> Listed records
◇ ◇ ◇

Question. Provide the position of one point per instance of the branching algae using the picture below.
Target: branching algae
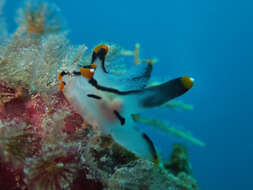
(69, 119)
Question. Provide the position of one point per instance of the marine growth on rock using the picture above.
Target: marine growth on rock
(69, 115)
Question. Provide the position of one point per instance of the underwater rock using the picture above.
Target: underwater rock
(179, 160)
(143, 174)
(46, 144)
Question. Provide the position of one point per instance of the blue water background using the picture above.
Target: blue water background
(211, 40)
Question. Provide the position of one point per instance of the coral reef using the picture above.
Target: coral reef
(44, 143)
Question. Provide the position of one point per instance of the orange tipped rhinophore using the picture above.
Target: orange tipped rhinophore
(87, 72)
(100, 47)
(60, 77)
(61, 85)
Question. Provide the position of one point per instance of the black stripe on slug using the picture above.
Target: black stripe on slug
(151, 145)
(121, 119)
(94, 96)
(94, 83)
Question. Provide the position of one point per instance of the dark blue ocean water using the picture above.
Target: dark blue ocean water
(211, 40)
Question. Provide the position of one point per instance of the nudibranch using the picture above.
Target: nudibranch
(109, 100)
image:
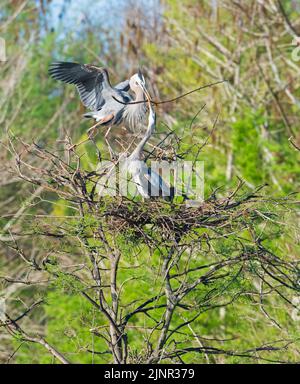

◇ ◇ ◇

> Task description
From the first line to the last, transcribe the listing exactly; skip the pictures.

> Response area
Question. Provide the position of one point per instance of the branching algae using the picture below.
Target: branching algae
(69, 119)
Question. Provide the position of one point per instance of the marine growth on rock using the picture above.
Target: marine growth on rock
(69, 115)
Question. Provide the position of one point per instance of the underwater rock using the picture above.
Target: underwater rock
(179, 160)
(143, 174)
(46, 144)
Question. Provide the position of one point per instance of the blue water background using the picture above.
Target: blue water background
(211, 40)
Question. Provide the position of one point per instance of the coral reef using the picture above.
Target: coral reef
(44, 143)
Question. Provide the position of one point per instance of the orange tipped rhinophore using the picture above.
Target: orange tipped rhinophore
(87, 72)
(100, 47)
(60, 77)
(61, 85)
Question. Provide the position of one point per instance of the black stripe on slug using the picture above.
Target: black stripe on slug
(151, 145)
(121, 119)
(94, 96)
(94, 83)
Question. Provide the position of one point per instance of the dark blue ocean water using the picture above.
Target: dark blue ocean water
(211, 40)
Question. Provide the position of one point per instance of the nudibranch using the picture above.
Target: nudibranch
(109, 100)
image:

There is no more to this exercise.